» **Text shown**
+ + + + +
Ah, I’ve been such a lazy arse about updating my blog these past few months. I thought I’d do better finding the time while staying at my parents’ place in Yorkshire over the Christmas hols, but I’ve been too busy catching up with friends, drinking mulled wine and eating mince pies to bother. I had such good intentions too. I was going to update my blogroll and finally post all about my trip to Hong Kong, Macao and Shanghai with Melissa way back in October which is long overdue. It’s highly unlikely I’ll finish posting about the trip before 2009 arrives, but here’s a snippet with photos.

I slept fitfully the first night in Hong Kong waking up every couple of hours or so and then nodding off again. Melissa and I finally woke up for real around 5am, so we were able to get an early start to the day and set to get the tram up to the top of Victoria Peak, an 1,800+ ft mountain on the western side of Hong Kong Island.

I have to admit I was a bit nervous about the trip up to the peak as Fodors had listed the funicular railway that was to transport us to the top as “the world's steepest.” Urgle!! I’m not the biggest fan of heights and the stomach churning experience of riding the funicular tram up to the peak of Cerro San Cristóbal in Santiago
last November flashed before my eyes when ashen faced I’d clutched the sides of open carriage in a death grip, hid behind much braver small children to shield myself of the view below and tried to assure myself that the tram wasn’t about to fall off the mountain and send me plummeting to my death.

The Fodors guide cheerfully continued “at times they seem to travel at an impossibly vertical angle, but don't fret; it's all perfectly safe.”

Perfectly safe my arse; didn’t they say that about the Titanic?

Hmmm!!
+ + + + +
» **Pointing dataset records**
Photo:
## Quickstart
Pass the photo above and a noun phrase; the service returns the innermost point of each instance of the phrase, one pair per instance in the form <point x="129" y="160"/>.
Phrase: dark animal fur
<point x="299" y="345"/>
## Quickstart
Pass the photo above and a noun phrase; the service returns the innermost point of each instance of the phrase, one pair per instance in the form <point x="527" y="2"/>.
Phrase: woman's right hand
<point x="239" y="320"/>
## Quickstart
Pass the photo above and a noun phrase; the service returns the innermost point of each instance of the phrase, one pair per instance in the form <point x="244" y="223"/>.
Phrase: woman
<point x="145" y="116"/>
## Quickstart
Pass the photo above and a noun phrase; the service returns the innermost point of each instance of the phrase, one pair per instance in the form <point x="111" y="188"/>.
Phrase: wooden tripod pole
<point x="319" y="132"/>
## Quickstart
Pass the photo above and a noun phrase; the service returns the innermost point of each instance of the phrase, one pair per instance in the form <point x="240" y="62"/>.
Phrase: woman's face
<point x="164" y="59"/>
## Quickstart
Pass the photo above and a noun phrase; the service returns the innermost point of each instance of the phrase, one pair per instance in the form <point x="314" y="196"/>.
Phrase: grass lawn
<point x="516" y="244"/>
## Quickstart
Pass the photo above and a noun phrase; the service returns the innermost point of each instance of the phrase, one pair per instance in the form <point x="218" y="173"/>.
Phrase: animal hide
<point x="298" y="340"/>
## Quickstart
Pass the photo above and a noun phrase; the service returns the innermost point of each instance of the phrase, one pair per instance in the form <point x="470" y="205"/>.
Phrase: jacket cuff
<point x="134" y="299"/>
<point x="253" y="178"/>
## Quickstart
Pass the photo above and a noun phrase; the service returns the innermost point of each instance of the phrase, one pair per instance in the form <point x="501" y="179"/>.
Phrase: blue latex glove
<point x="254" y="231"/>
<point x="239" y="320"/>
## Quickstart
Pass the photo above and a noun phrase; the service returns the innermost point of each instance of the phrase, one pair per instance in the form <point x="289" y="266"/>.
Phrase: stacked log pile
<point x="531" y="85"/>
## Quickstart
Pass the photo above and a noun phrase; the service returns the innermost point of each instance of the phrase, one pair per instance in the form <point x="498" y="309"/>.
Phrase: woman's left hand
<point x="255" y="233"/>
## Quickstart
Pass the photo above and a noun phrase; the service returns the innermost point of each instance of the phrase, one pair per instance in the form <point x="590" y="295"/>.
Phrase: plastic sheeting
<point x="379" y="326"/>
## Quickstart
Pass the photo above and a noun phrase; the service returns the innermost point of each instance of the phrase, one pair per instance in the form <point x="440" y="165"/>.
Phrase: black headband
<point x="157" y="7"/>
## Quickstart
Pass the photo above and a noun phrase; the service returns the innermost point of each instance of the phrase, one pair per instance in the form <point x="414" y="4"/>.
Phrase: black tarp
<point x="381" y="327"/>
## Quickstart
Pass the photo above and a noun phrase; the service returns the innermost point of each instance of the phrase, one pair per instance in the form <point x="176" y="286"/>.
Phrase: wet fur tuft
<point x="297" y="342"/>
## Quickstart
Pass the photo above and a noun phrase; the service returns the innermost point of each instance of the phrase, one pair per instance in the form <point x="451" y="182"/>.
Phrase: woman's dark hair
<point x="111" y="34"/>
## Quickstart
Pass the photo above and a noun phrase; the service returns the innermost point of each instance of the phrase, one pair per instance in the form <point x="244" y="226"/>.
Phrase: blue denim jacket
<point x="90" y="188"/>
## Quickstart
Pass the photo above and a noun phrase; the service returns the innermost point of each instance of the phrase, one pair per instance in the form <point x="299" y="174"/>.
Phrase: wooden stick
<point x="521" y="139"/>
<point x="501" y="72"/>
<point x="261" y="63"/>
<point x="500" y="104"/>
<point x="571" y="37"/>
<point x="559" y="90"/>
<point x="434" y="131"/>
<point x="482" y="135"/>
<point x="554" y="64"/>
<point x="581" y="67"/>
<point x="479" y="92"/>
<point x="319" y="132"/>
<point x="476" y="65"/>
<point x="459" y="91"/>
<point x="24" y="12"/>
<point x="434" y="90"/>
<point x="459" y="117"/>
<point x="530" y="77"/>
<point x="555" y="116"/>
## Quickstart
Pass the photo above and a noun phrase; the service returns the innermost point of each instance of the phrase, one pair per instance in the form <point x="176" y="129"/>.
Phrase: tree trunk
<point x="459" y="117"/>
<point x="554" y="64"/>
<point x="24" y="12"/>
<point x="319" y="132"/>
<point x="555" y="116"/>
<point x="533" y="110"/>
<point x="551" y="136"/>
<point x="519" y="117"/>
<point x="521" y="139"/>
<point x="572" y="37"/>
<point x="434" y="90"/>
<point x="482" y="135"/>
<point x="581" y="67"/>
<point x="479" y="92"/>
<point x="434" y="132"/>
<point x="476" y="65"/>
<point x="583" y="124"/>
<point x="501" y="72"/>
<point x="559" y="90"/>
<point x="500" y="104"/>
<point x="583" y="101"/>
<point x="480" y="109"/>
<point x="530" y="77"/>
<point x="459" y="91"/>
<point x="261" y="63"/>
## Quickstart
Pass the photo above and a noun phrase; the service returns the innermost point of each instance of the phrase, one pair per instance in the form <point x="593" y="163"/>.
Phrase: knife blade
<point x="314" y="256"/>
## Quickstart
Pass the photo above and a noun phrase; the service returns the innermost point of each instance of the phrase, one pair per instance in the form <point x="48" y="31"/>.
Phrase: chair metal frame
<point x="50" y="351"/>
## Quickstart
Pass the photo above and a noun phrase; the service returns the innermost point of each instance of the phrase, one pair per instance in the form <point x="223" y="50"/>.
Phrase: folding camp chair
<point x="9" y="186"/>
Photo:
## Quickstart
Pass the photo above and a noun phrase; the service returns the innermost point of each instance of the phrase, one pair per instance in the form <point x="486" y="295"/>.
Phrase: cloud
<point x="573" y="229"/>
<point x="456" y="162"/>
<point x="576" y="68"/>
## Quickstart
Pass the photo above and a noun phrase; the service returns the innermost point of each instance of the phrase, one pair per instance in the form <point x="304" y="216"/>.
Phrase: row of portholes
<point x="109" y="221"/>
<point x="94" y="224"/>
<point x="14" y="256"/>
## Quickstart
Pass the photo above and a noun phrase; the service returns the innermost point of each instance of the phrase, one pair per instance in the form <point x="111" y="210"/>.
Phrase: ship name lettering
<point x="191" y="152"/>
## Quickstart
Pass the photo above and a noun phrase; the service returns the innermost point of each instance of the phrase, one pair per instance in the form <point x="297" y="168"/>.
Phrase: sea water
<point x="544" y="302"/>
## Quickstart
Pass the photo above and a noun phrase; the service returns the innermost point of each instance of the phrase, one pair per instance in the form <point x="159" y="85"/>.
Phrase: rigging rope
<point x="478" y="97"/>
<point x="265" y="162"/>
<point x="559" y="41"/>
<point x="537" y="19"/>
+ + + + +
» **To do**
**a)** According to the blog post, around what time did the writer and Melissa finally wake up on their first morning in Hong Kong?
**b)** List every line of the rows that contains the word "hand".

» **Answers to each task**
**a)** Around 5am.

**b)**
Phrase: woman's right hand
Phrase: woman's left hand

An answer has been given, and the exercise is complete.